**Goal A**
Repeat the passage of the SeqKit sample documentation from "file extension of" up to and including "and Fastq files.".
**Goal B**
Answer these questions from the SeqKit sample documentation:
(i) With the default prefix, what would the output filename be for the input file D104.fq.gz?
(ii) Why are Fasta files typically not compressed?
(iii) What happens to the current blreads window once the output is produced?
**Goal C**
List every Fasta file extension named in the SeqKit sample documentation.

**Document**
For paired-end reads, first use File --> guesspairs.py to group left and right read
pair files, which will pop
up in a new blreads window. Then run SeqKit sample
from the new blreads window.
file extension of input files (eg. .fastq.gz):
Of the files selected, only those with a specific file extension
will be processed. Seqkit sample works
on both Fasta and Fastq files.
- Fastq: Typical extensions for Fastq read files
are .fastq, .fastq,gzm .fq or .fq.gz. If the extension
includes .gz, the file is compressed, and output will be
written to a compressed file.
- Fasta:
There are a large number of file extensions in use for Fasta
files. These include .fasta, .fn, .fsa, .fsp, .wrp, and
others. Typically, Fasta files are not compressed, because
most programs dealing with Fasta files do not have a
mechanism to read compressed files.
prefix to prepend to file
extension - Each output file will have the same name as the input file, with a prefix added before the file
extension. For
example, with the default value of _S5, if the input filename was
D104.fq.gz, the output filename would be D104_S5.fq.gz. This prefex
can be almost anything, but a
few guidelines are suggested:
- Begin the prefix with
a special character such as "_"
that will make it easier for
other programs (eg.
rename) to parse these
filenames.
- Keep the
prefix
short
- Indicate
that this file
contains a sample. eg.
"S" is
short for sample.
- A
number should
indicate the
percentage
setting used to
generate the
output. eg.
5 stands for
the default
percentage of
5%.
Percentage of sequences written to output
- Because there may be many different types of files in a
directory which have similar names, setting this to Yes narrows
down the file names that bl_seqkit_sample.py has to consider. If
you choose yes, you must also put in at least one file extension
below.
Output:
The current blreads window will be refreshed to show the output
files in the current directory.

**Dataset excerpt**

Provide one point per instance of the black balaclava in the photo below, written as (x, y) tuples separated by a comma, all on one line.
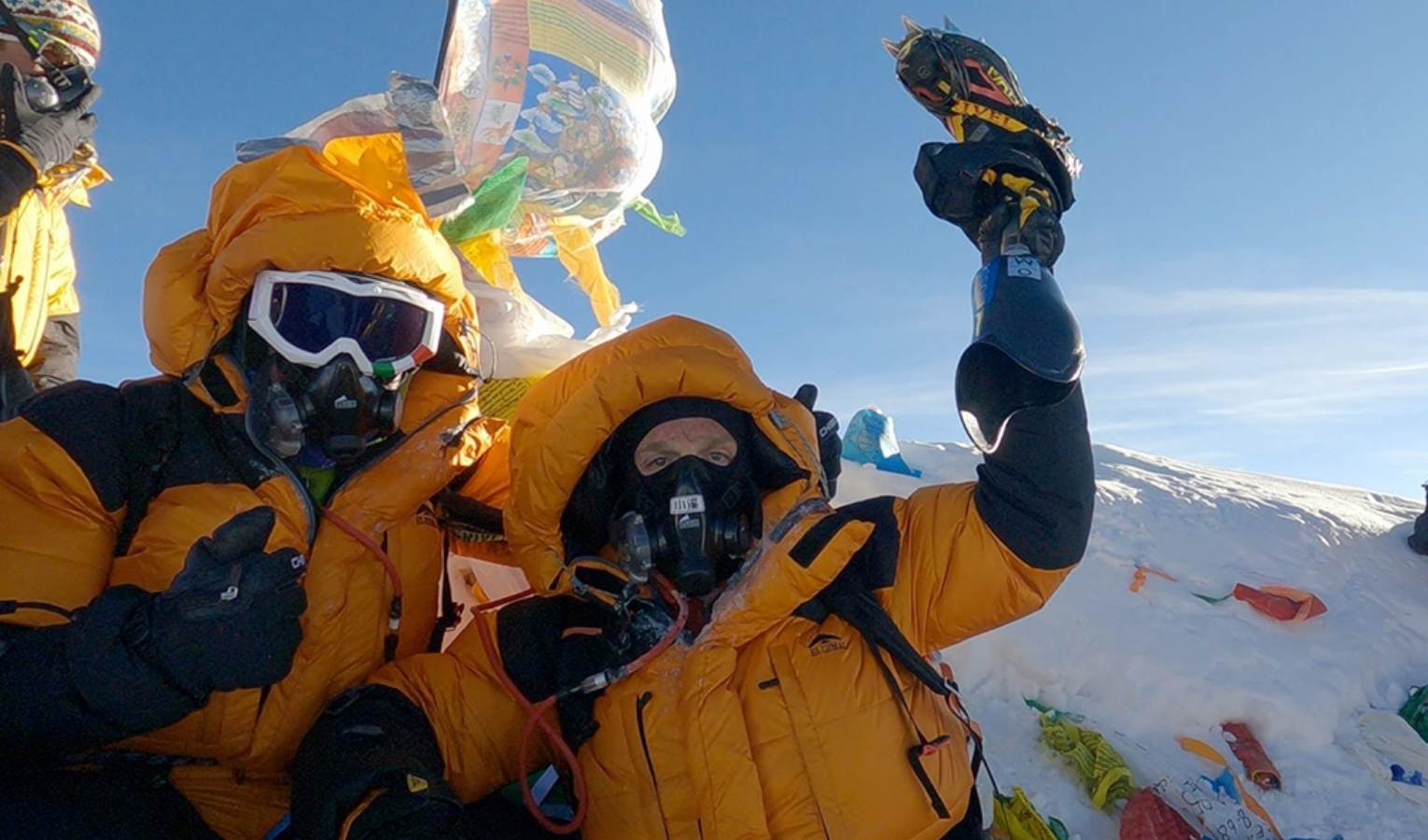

**Task output A**
file extension of input files (eg. .fastq.gz):
Of the files selected, only those with a specific file extension
will be processed. Seqkit sample works
on both Fasta and Fastq files.

**Task output B**
(i) D104_S5.fq.gz
(ii) Most programs dealing with Fasta files do not have a mechanism to read compressed files.
(iii) It is refreshed to show the output files in the current directory.

**Task output C**
.fasta, .fn, .fsa, .fsp, .wrp